**SUPPLIED PASSAGE:**
....

On Jun 19, 4:30 pm, Le Chaud Lapin wrote:
A CDROM drive is one of the most complex machines ever built if one
considers all what one needs to know to build it from basic
components, but it can easily be had for $25US.

That's the power of true commoditization.

Of course, if the vendor determines that you intend to mount the drive
in your Gulfstream, then adding a couple of 0's to the price would be
in order.


Those extra zeros reflect the cost of certification and the cost
of liability insurance to protect the maker when the drive quits and
the pilot loses control in IMC and crashes and the widows of his
highly-paid passengers sue everyone that ever had anything to do with
that airplane. Tell me how commoditization is going to fix that.

....

**SET OF TASKS:**
(1) Answer these questions about the CD-ROM drive passage, one line each:
(a) For how much money does the passage say a CD-ROM drive can be had?
(b) In what would a buyer intend to mount the drive for the vendor to add a couple of zeros to the price?
(c) What two costs do the extra zeros reflect?
(2) Condense the paragraph of the CD-ROM drive passage that begins "Those extra zeros reflect" into a shorter version that keeps its main facts.

....

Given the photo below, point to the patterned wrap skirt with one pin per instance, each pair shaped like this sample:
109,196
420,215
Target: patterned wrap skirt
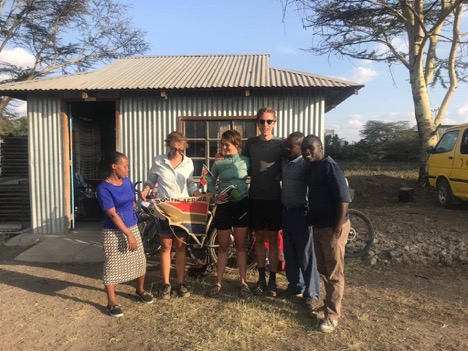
121,264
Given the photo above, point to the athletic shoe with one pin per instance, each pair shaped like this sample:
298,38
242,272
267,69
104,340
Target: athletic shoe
115,310
182,291
260,287
328,325
166,292
244,291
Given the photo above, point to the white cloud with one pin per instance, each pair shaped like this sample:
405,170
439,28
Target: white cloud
18,57
350,129
21,107
363,74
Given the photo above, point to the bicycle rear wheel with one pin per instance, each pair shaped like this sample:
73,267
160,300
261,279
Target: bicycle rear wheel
231,263
149,236
361,235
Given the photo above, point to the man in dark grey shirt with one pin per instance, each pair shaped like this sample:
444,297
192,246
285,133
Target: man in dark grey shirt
265,152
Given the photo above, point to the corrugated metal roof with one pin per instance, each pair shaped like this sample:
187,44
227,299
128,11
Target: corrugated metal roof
181,72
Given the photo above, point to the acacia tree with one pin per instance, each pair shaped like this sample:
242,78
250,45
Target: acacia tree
374,30
65,36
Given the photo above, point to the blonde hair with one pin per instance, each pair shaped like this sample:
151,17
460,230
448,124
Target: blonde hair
266,109
176,137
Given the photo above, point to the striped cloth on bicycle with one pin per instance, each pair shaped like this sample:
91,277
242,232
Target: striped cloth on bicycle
187,213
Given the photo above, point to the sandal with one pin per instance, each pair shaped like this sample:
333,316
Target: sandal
244,291
214,290
260,287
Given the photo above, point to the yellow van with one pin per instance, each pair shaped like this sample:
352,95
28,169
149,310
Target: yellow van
447,166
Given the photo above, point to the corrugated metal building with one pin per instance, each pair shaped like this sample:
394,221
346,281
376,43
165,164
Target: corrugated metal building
133,103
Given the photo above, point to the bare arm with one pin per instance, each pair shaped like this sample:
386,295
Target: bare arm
341,214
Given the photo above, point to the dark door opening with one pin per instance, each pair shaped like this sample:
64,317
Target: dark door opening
93,134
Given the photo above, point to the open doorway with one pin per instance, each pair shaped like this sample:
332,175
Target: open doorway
93,134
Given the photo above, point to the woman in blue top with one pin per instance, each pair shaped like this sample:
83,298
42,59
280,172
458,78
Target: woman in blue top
232,210
124,258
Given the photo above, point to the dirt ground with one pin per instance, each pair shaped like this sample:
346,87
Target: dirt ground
410,298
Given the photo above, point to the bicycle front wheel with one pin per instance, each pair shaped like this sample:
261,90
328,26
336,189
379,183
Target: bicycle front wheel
361,235
232,263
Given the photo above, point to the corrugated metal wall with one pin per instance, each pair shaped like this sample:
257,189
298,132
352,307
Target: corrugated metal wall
147,121
46,166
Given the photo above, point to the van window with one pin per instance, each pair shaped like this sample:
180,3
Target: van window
447,142
464,144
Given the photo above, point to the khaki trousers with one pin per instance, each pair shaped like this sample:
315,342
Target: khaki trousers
330,251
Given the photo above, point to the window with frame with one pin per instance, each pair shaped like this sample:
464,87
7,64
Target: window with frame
204,136
464,144
447,142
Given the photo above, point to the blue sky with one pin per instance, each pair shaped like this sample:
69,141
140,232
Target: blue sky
257,27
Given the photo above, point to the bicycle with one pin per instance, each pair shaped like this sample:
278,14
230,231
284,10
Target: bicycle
201,248
361,234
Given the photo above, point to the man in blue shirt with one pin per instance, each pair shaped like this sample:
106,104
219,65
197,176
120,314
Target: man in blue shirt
301,267
328,215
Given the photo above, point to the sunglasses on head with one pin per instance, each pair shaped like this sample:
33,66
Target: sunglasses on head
269,121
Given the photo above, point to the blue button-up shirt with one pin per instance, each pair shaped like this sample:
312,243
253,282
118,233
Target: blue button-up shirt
172,182
294,183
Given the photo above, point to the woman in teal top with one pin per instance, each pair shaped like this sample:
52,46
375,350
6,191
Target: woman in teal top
232,211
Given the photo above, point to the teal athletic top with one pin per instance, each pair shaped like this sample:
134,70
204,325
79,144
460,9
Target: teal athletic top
233,170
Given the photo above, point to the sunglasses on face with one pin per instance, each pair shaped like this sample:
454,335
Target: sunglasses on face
269,121
173,149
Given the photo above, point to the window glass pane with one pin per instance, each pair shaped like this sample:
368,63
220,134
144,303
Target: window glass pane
216,128
447,143
246,129
464,145
196,149
214,148
195,129
198,165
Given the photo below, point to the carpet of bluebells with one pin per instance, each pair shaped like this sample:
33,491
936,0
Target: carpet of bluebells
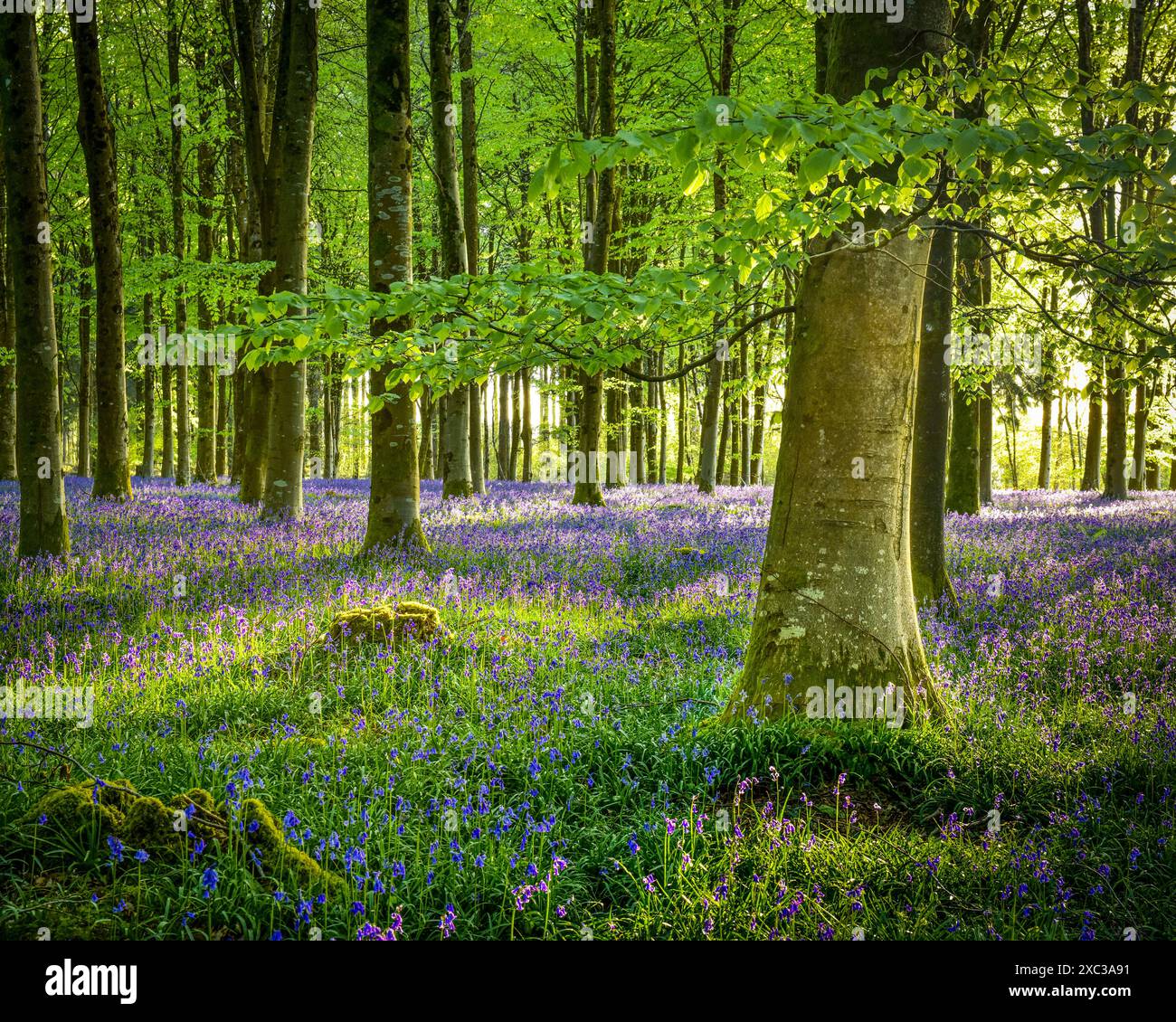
551,767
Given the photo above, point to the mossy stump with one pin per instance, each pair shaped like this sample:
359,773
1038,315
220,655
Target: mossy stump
384,623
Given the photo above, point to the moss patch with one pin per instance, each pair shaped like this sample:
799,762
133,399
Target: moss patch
386,623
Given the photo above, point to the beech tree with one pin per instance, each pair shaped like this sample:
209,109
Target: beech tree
835,596
43,528
394,505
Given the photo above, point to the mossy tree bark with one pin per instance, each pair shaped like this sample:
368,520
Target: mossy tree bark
206,368
469,216
7,343
835,593
293,134
457,468
43,528
592,384
394,506
709,466
179,238
933,408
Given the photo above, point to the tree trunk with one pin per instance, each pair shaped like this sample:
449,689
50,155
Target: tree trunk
43,528
455,453
1140,445
112,467
710,460
1092,461
933,406
525,384
986,443
469,216
85,317
175,166
7,340
394,506
206,367
147,467
835,595
1047,442
587,486
293,139
1118,468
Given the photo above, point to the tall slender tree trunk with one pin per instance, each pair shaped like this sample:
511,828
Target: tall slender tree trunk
7,339
147,467
206,367
1047,442
294,136
469,216
43,527
1092,459
455,454
835,593
986,442
588,416
85,319
394,506
933,406
710,459
179,118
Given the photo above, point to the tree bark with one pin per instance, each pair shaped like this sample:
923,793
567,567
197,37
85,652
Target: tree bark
455,454
85,319
587,486
835,598
206,367
7,339
394,505
43,527
112,466
293,137
933,406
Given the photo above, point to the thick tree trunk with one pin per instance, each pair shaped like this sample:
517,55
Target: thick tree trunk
933,406
43,528
835,595
394,506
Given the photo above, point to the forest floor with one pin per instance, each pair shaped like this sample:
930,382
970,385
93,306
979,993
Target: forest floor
548,766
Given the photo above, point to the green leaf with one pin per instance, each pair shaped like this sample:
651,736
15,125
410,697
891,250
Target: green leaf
816,167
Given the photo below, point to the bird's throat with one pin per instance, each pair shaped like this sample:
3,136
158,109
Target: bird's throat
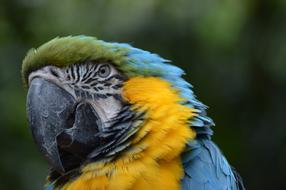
153,159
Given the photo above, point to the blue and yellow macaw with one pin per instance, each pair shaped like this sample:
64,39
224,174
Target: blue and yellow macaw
108,116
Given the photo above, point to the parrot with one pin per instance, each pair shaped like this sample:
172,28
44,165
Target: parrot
109,116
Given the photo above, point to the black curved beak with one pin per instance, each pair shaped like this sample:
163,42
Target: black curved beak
64,129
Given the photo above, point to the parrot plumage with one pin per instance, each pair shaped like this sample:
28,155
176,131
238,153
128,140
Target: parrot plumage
108,116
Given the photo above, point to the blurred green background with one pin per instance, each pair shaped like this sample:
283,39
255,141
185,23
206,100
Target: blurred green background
234,53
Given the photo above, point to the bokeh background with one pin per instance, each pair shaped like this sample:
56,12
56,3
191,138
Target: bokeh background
233,51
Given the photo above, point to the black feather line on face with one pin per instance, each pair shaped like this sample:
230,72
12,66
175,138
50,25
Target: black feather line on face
115,139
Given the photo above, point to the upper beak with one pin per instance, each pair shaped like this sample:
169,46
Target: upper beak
63,129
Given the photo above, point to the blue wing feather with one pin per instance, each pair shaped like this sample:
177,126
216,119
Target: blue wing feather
206,168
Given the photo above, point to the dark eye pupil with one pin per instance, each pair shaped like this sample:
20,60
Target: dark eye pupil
104,71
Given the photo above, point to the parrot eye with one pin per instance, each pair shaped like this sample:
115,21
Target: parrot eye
104,71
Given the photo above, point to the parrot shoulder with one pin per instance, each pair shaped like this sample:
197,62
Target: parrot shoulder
205,168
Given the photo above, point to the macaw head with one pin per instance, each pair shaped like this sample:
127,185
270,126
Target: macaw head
90,100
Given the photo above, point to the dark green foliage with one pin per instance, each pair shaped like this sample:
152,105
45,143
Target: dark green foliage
234,53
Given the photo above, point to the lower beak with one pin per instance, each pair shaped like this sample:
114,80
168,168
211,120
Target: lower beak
63,129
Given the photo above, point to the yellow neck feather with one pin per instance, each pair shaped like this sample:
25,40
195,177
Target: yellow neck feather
153,161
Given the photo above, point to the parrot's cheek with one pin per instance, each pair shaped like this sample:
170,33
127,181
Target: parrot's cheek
65,130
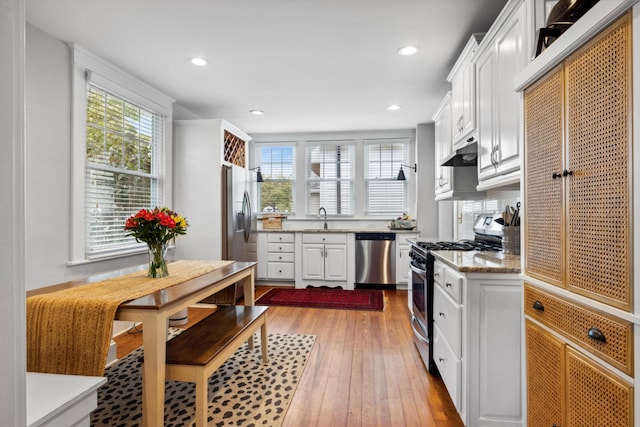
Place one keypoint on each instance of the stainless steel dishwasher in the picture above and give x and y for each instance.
(375, 260)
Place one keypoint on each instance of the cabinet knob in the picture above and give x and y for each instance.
(596, 334)
(538, 306)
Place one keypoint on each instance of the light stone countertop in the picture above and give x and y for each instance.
(479, 262)
(336, 230)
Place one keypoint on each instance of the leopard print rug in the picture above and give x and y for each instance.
(242, 392)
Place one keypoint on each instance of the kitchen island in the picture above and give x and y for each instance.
(477, 334)
(479, 262)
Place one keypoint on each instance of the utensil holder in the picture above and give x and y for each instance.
(511, 240)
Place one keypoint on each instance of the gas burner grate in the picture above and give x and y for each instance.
(461, 245)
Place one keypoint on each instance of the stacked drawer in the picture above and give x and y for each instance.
(280, 256)
(583, 391)
(447, 330)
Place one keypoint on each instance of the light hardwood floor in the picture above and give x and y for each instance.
(364, 369)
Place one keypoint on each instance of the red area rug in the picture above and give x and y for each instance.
(359, 299)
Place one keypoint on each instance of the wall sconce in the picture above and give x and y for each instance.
(401, 176)
(258, 174)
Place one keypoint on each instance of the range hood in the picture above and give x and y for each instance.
(463, 156)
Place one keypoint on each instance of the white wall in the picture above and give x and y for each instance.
(48, 167)
(12, 298)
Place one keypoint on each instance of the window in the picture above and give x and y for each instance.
(124, 167)
(277, 166)
(385, 195)
(329, 172)
(121, 148)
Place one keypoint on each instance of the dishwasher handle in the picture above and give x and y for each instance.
(375, 236)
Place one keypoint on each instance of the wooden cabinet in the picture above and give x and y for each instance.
(463, 92)
(577, 216)
(443, 146)
(324, 259)
(477, 344)
(501, 55)
(566, 388)
(578, 233)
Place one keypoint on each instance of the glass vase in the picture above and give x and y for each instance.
(157, 261)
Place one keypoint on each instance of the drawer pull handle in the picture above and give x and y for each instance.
(538, 306)
(597, 335)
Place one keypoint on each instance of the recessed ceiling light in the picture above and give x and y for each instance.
(408, 50)
(199, 61)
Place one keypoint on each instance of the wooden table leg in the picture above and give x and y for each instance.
(249, 296)
(154, 344)
(249, 288)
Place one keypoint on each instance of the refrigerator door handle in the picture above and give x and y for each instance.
(246, 210)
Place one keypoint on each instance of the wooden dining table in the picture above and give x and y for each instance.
(154, 311)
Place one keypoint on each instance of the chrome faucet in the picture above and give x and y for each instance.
(325, 216)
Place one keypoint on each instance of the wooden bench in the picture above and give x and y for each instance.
(197, 352)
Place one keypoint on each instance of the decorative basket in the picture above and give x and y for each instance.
(272, 221)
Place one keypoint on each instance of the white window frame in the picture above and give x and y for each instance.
(404, 160)
(87, 67)
(309, 182)
(258, 163)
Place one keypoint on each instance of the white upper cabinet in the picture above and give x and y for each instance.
(442, 126)
(503, 53)
(463, 93)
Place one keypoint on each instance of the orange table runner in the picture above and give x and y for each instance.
(69, 331)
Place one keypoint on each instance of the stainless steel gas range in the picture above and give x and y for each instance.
(488, 237)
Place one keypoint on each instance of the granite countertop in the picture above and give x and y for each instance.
(336, 230)
(479, 262)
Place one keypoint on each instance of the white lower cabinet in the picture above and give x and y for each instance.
(276, 256)
(324, 259)
(402, 257)
(477, 344)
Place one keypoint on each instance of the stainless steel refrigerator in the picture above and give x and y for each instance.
(239, 240)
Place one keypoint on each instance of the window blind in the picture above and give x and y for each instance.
(329, 171)
(385, 195)
(277, 165)
(124, 152)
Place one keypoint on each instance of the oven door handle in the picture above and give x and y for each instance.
(416, 332)
(418, 270)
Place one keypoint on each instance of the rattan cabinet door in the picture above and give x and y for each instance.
(595, 396)
(543, 105)
(545, 373)
(598, 80)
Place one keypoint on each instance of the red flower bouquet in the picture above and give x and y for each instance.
(156, 228)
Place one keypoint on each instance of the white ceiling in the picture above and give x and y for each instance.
(311, 65)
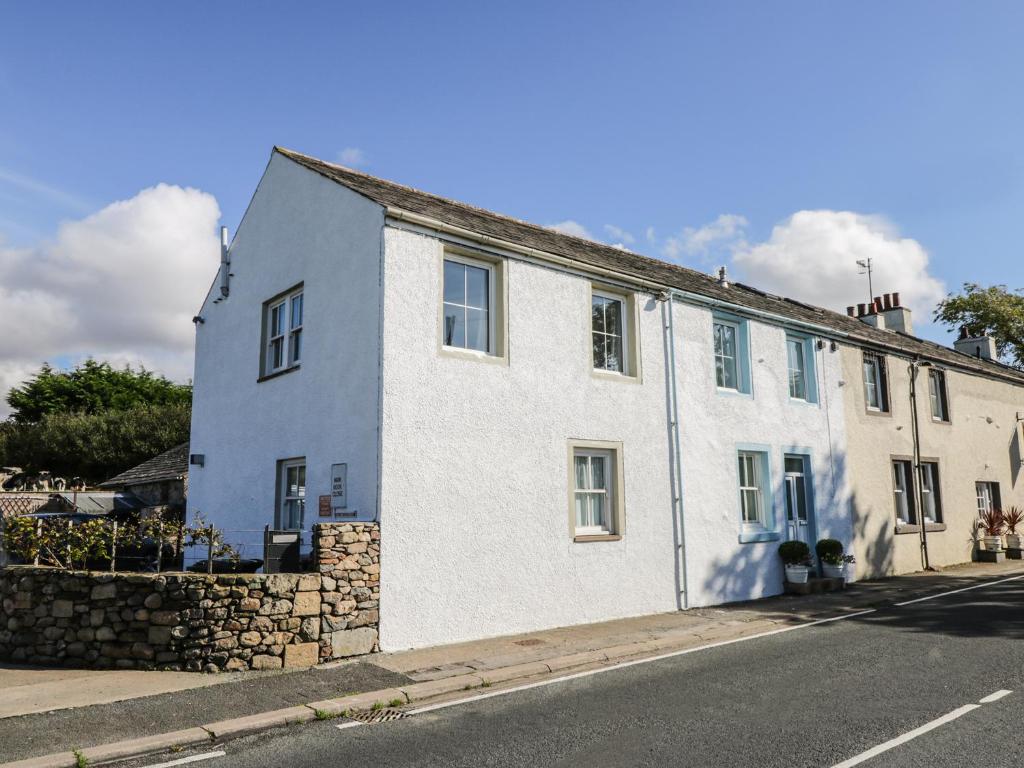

....

**SOLUTION LIST:**
(1)
(a) $25US.
(b) A Gulfstream.
(c) The cost of certification and the cost of liability insurance.

(2) The added zeros cover certification and liability insurance. That insurance protects the maker if the drive fails, the pilot loses control in IMC and crashes, and the widows of the well-paid passengers sue everyone connected with the airplane. The writer asks how commoditization would fix that.